Qu’importent les intentions des hommes dans la période aiguë d’action révolutionnaire et de péril ? Qu’importe que les Girondins n’eussent pas le dessein de rétablir la royauté, si par leur inertie dénigrante ils préparaient la défaite de la Révolution ? Aussi, ceux des Montagnards qui ayant survécu aux événements gardèrent la force et la lucidité de la pensée, purent-ils reconnaître la part de prévention et d’erreur qui se mêlait en 1793 à leurs jugements sur la Gironde sans désavouer cependant le coup nécessaire dont ils l’ont frappée.

========================

» Énoncé écrit A:
D'après l'extrait sur les Girondins et les Montagnards, quel dessein les Girondins n'avaient-ils pas ?

» Données affichées:
========================

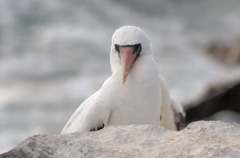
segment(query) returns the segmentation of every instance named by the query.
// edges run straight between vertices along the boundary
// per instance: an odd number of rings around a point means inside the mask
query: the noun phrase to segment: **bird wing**
[[[161,125],[173,129],[180,130],[184,124],[185,113],[182,106],[176,104],[171,98],[165,81],[161,78]]]
[[[108,123],[110,109],[104,106],[100,93],[98,90],[78,107],[62,129],[62,134],[94,131]]]

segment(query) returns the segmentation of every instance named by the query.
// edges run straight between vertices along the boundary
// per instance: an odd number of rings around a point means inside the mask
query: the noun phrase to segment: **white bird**
[[[155,124],[176,130],[184,118],[159,76],[147,35],[122,26],[112,36],[112,75],[73,113],[62,134],[99,130],[109,125]]]

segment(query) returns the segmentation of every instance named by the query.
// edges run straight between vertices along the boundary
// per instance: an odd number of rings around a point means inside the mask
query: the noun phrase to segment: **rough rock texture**
[[[37,135],[0,158],[237,158],[240,125],[194,122],[180,132],[153,125],[107,127],[89,133]]]

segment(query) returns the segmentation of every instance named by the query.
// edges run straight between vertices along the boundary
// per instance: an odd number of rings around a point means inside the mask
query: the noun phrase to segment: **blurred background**
[[[0,0],[0,153],[61,131],[111,74],[111,35],[122,25],[149,35],[181,103],[240,74],[238,56],[208,53],[218,49],[211,41],[240,37],[239,0]]]

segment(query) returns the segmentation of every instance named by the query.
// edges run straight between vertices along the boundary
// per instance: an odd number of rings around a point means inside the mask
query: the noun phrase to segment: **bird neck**
[[[122,73],[121,66],[119,66],[112,76],[122,83]],[[158,68],[152,54],[144,54],[135,62],[125,84],[149,84],[157,77]]]

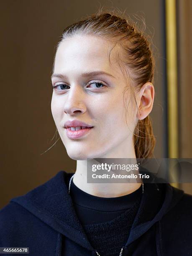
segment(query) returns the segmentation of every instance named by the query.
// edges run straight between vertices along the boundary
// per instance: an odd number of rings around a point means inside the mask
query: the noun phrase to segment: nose
[[[63,110],[66,114],[72,115],[86,112],[85,95],[82,91],[80,86],[75,85],[71,87],[64,103]]]

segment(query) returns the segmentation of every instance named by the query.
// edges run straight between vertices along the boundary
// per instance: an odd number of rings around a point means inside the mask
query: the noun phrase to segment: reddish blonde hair
[[[145,83],[153,82],[154,61],[149,41],[136,24],[128,22],[127,18],[115,15],[113,12],[102,13],[99,11],[66,28],[56,49],[66,38],[77,34],[95,35],[110,40],[115,43],[110,53],[116,45],[120,46],[123,54],[121,59],[119,54],[119,64],[120,61],[123,63],[127,77],[134,82],[134,90],[138,91]],[[133,97],[136,104],[134,90]],[[156,139],[148,115],[138,120],[133,134],[136,157],[151,158]]]

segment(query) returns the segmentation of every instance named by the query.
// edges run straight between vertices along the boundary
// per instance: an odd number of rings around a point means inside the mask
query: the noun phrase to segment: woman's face
[[[111,47],[98,37],[77,35],[65,39],[57,49],[51,79],[53,86],[57,86],[53,89],[51,112],[72,159],[110,157],[126,141],[132,142],[136,113],[133,116],[130,101],[125,114],[123,92],[128,84],[117,50],[112,51],[109,61]],[[64,124],[74,120],[93,128],[78,138],[69,138]]]

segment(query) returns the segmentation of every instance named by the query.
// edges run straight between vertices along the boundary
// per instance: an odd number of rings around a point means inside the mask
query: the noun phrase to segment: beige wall
[[[192,1],[178,0],[177,10],[179,157],[192,158]],[[181,185],[192,194],[191,183]]]

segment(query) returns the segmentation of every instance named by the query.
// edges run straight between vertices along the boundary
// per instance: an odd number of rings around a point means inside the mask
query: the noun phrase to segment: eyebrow
[[[92,76],[95,76],[96,75],[105,75],[111,77],[115,78],[112,74],[107,73],[107,72],[104,72],[104,71],[89,71],[88,72],[85,72],[81,74],[81,76],[84,77],[91,77]],[[67,78],[67,76],[65,76],[62,74],[54,73],[53,74],[51,77],[51,78],[53,77],[58,77],[59,78],[64,78],[65,79]]]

========================

» Énoncé écrit B:
Relevez toutes les lignes des enregistrements qui contiennent le mot « noun », en respectant la casse.

» Réponse complète A:
Ils n'avaient pas le dessein de rétablir la royauté.

» Réponse complète B:
query: the noun phrase to segment: **bird wing**
query: the noun phrase to segment: **white bird**
query: the noun phrase to segment: **rough rock texture**
query: the noun phrase to segment: **blurred background**
query: the noun phrase to segment: **bird neck**
query: the noun phrase to segment: nose
query: the noun phrase to segment: reddish blonde hair
query: the noun phrase to segment: woman's face
query: the noun phrase to segment: beige wall
query: the noun phrase to segment: eyebrow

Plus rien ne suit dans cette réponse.